All of the entries below are to be copied word for word.

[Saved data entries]
═══
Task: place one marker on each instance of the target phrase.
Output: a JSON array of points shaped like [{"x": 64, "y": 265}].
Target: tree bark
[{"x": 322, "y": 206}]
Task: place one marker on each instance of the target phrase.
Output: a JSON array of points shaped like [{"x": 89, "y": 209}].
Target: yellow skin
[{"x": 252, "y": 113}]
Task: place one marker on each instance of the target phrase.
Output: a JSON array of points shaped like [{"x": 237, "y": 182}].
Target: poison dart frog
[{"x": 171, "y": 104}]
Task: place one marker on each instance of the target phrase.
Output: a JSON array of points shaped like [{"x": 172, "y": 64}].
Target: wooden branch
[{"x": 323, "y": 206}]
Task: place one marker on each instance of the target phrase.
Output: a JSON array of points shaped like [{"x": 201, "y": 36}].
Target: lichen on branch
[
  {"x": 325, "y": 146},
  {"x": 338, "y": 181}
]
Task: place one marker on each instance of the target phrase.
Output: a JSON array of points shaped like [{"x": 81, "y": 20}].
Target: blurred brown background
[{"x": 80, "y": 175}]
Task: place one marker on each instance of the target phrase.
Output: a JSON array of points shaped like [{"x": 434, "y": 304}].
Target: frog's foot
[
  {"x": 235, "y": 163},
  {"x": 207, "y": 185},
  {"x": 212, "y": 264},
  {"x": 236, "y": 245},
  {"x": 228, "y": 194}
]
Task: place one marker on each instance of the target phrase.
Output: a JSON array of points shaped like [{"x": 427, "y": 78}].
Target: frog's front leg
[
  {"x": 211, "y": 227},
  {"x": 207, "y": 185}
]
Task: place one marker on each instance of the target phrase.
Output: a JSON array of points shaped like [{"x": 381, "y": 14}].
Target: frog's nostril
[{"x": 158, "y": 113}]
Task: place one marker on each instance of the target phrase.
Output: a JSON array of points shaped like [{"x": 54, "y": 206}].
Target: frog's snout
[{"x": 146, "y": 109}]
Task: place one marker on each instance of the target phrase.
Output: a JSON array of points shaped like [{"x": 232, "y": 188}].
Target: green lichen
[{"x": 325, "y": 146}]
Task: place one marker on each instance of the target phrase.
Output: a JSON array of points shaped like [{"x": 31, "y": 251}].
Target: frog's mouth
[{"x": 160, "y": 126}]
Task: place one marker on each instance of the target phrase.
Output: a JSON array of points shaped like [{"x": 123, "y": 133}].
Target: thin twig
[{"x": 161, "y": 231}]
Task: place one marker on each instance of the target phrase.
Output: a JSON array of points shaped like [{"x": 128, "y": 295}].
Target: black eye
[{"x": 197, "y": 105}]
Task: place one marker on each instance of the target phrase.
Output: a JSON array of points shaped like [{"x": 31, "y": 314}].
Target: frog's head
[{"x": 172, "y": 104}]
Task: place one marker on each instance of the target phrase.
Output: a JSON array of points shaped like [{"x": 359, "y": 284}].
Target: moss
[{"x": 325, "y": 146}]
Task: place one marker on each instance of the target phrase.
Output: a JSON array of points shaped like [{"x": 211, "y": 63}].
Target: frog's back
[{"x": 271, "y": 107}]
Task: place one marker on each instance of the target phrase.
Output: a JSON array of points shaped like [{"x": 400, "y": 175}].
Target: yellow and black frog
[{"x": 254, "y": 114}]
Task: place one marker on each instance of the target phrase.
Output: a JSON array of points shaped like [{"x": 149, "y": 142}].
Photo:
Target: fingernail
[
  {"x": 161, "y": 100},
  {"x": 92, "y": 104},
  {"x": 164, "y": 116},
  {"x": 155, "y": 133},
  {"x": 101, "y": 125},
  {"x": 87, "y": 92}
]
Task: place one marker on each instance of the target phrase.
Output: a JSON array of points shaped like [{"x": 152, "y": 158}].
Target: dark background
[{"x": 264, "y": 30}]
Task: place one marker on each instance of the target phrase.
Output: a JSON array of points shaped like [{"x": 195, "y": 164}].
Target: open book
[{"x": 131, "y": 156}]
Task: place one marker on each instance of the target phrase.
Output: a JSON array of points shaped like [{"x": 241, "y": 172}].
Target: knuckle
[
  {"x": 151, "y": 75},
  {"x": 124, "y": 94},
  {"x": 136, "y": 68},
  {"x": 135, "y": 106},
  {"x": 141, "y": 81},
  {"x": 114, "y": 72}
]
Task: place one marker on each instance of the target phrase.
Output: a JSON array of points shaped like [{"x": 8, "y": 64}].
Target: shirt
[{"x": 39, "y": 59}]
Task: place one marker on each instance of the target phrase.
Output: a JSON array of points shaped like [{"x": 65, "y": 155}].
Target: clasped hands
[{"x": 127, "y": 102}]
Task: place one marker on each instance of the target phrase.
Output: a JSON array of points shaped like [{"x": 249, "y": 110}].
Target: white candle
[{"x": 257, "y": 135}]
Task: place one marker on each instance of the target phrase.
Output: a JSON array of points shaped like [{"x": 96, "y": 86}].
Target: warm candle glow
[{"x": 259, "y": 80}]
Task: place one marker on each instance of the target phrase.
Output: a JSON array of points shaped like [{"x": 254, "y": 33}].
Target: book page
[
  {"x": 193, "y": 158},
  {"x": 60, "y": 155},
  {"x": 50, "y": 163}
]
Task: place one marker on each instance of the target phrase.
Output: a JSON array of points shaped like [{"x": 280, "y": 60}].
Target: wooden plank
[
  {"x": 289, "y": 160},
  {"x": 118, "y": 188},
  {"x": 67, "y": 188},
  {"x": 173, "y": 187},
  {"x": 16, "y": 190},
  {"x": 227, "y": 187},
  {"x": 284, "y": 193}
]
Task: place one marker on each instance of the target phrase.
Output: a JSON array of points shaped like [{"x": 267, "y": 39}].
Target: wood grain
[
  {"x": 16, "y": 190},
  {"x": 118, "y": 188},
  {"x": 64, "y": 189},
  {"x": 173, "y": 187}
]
═══
(Exercise answer):
Task: place one marker on each instance of the target phrase.
Output: a JSON array of points shaped like [{"x": 64, "y": 265}].
Target: tree bark
[{"x": 322, "y": 206}]
Task: place one marker on each instance of the target phrase.
Output: a JSON array of points shaped like [{"x": 89, "y": 209}].
Target: yellow skin
[{"x": 252, "y": 113}]
Task: place one marker on each instance of the target phrase.
Output: a JSON array of points shaped like [{"x": 237, "y": 182}].
Target: poison dart frog
[{"x": 171, "y": 104}]
Task: place one marker on each instance of the target phrase.
Output: a JSON array of points shaped like [{"x": 172, "y": 64}].
Target: wooden branch
[{"x": 323, "y": 206}]
Task: place one marker on each instance of the target phrase.
Output: a JSON array of points shaped like [{"x": 201, "y": 36}].
Target: lichen on branch
[
  {"x": 325, "y": 146},
  {"x": 338, "y": 181}
]
Task: place one marker on each instance of the target phrase.
Output: a JSON array of points shaped like [{"x": 81, "y": 20}].
Target: blurred brown background
[{"x": 80, "y": 175}]
Task: place one marker on each instance of the target phrase.
Output: a JSON array of points shaped like [{"x": 434, "y": 304}].
Target: frog's foot
[
  {"x": 235, "y": 163},
  {"x": 207, "y": 185},
  {"x": 212, "y": 264},
  {"x": 236, "y": 245},
  {"x": 228, "y": 194}
]
Task: place one marker on each instance of the target phrase.
Output: a JSON array of points shaped like [{"x": 427, "y": 78}].
Target: frog's front leg
[
  {"x": 211, "y": 227},
  {"x": 207, "y": 185}
]
Task: place one marker on each instance of the target phrase.
Output: a JSON array of points shaped like [{"x": 381, "y": 14}].
Target: frog's nostril
[{"x": 158, "y": 113}]
Task: place one marker on each instance of the target phrase.
Output: a JSON array of points shaped like [{"x": 54, "y": 206}].
Target: frog's snout
[{"x": 146, "y": 109}]
Task: place one marker on each instance of the target phrase.
Output: a JSON array of points shaped like [{"x": 232, "y": 188}].
Target: green lichen
[{"x": 325, "y": 146}]
Task: place one marker on each instance of the target phrase.
Output: a JSON array of points shaped like [{"x": 31, "y": 251}].
Target: frog's mouth
[{"x": 160, "y": 126}]
Task: place one marker on each instance of the target phrase.
Output: a JSON array of points shaped like [{"x": 123, "y": 133}].
Target: thin twig
[{"x": 161, "y": 231}]
Task: place one marker on each instance of the target phrase.
Output: a JSON array of points shaped like [{"x": 128, "y": 295}].
Target: black eye
[{"x": 197, "y": 105}]
Task: place one marker on each instance of the target phrase.
Output: a JSON array of points shaped like [{"x": 31, "y": 314}].
Target: frog's head
[{"x": 172, "y": 104}]
Task: place one marker on each instance of the target phrase.
Output: a JSON array of points shaped like [{"x": 359, "y": 284}].
Target: moss
[{"x": 325, "y": 146}]
Task: place one marker on each instance of the target phrase.
Output: a JSON array of points shaped like [{"x": 211, "y": 63}].
Target: frog's back
[{"x": 271, "y": 107}]
Task: place one marker on each instance of the target phrase.
Output: a JSON array of points shaped like [{"x": 400, "y": 175}].
Target: yellow and black frog
[{"x": 254, "y": 114}]
Task: place one marker on each instance of the target phrase.
Output: a JSON array of points shaped like [{"x": 149, "y": 142}].
Photo:
Target: fingernail
[
  {"x": 161, "y": 100},
  {"x": 92, "y": 104},
  {"x": 164, "y": 116},
  {"x": 155, "y": 133},
  {"x": 101, "y": 125},
  {"x": 87, "y": 92}
]
Task: place one marker on each instance of the target phrase.
Output: a JSON array of points shaped like [{"x": 152, "y": 158}].
Target: dark background
[{"x": 264, "y": 30}]
Task: place one marker on each instance of the target phrase.
Output: a JSON array of points shaped like [{"x": 195, "y": 164}].
Target: open book
[{"x": 131, "y": 156}]
Task: place one marker on each instance of the target phrase.
Output: a JSON array of points shaped like [{"x": 241, "y": 172}].
Target: knuckle
[
  {"x": 151, "y": 75},
  {"x": 124, "y": 94},
  {"x": 136, "y": 68},
  {"x": 135, "y": 106},
  {"x": 141, "y": 81},
  {"x": 114, "y": 72}
]
Task: place one marker on each instance of the target phrase.
Output: a JSON array of points shaped like [{"x": 8, "y": 64}].
Target: shirt
[{"x": 39, "y": 59}]
Task: place one marker on each instance of the target phrase.
Output: a JSON array of points shaped like [{"x": 65, "y": 155}].
Target: clasped hands
[{"x": 127, "y": 102}]
Task: place one marker on each instance of the target phrase.
Output: a JSON array of points shaped like [{"x": 249, "y": 110}].
Target: white candle
[{"x": 257, "y": 135}]
Task: place one marker on each instance of the target phrase.
Output: a JSON array of points shaped like [{"x": 96, "y": 86}].
Target: warm candle glow
[{"x": 259, "y": 80}]
Task: place one marker on each instance of the target phrase.
Output: a JSON array of points shaped like [{"x": 254, "y": 33}].
Target: book page
[
  {"x": 193, "y": 158},
  {"x": 60, "y": 155},
  {"x": 50, "y": 163}
]
Task: place one marker on each instance of the target phrase.
Output: a JSON array of points shaped like [{"x": 280, "y": 60}].
Target: wooden plank
[
  {"x": 289, "y": 160},
  {"x": 118, "y": 188},
  {"x": 67, "y": 188},
  {"x": 173, "y": 187},
  {"x": 16, "y": 190},
  {"x": 227, "y": 187},
  {"x": 284, "y": 193}
]
Task: place one marker on each instance of the target phrase.
Output: a JSON array of points shaped like [{"x": 267, "y": 39}].
Target: wood grain
[
  {"x": 16, "y": 190},
  {"x": 118, "y": 188},
  {"x": 64, "y": 189},
  {"x": 173, "y": 187}
]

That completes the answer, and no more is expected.